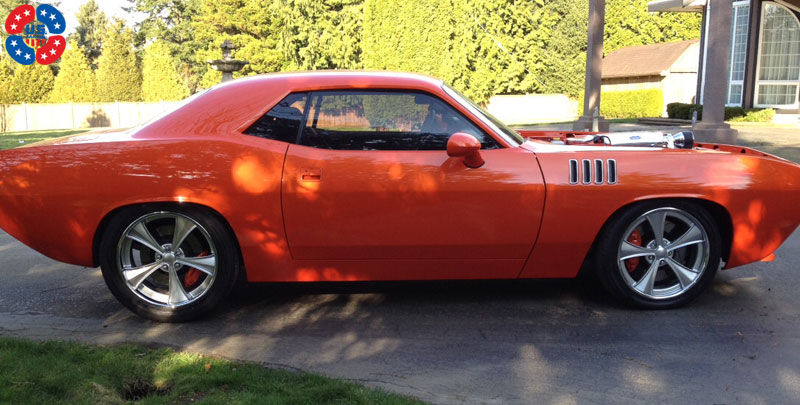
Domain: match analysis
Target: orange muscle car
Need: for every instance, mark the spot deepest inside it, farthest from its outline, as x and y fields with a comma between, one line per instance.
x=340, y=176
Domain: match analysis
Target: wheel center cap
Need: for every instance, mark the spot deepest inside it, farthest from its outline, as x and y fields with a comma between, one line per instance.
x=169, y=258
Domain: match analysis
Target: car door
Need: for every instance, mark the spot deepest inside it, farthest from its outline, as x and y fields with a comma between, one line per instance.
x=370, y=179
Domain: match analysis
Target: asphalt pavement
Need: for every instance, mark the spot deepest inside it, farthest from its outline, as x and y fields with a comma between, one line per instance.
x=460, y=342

.....

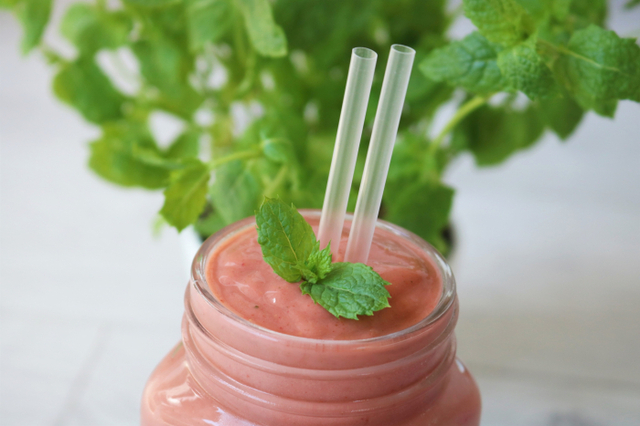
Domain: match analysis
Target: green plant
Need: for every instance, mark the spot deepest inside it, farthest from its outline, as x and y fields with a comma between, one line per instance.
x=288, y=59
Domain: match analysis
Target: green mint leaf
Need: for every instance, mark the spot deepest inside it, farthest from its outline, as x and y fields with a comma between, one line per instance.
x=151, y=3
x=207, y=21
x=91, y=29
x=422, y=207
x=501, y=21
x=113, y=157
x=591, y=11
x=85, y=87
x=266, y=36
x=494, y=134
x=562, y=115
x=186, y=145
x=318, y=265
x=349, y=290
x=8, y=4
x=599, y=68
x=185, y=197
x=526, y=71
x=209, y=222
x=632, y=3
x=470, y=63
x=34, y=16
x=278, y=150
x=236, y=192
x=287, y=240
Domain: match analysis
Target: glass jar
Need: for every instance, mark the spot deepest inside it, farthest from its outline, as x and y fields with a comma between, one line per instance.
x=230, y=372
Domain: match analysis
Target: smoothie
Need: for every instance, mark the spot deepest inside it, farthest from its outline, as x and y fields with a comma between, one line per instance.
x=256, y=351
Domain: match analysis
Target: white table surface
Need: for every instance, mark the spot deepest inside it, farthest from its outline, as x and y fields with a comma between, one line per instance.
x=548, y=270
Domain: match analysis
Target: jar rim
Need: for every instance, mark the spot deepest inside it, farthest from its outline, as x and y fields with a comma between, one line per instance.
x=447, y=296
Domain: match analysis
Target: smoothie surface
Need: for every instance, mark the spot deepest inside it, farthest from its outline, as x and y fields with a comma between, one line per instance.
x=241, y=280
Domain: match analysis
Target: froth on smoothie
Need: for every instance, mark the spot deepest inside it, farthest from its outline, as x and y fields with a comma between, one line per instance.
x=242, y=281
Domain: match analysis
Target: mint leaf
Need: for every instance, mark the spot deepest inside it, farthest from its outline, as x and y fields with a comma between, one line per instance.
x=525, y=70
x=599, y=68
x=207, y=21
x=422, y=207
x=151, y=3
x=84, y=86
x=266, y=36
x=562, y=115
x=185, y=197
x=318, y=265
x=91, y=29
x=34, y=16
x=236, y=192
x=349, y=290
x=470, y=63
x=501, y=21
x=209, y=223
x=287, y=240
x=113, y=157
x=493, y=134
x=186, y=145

.....

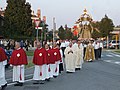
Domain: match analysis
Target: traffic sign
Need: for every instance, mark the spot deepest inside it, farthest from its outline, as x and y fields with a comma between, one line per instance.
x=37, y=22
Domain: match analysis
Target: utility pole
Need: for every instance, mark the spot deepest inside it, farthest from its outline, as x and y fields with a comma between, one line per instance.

.....

TASK DIRECTIONS:
Each line in the data where the string "leaf" occurs should be identified and copied.

ANSWER SPACE:
Target: green mint leaf
Target: mint leaf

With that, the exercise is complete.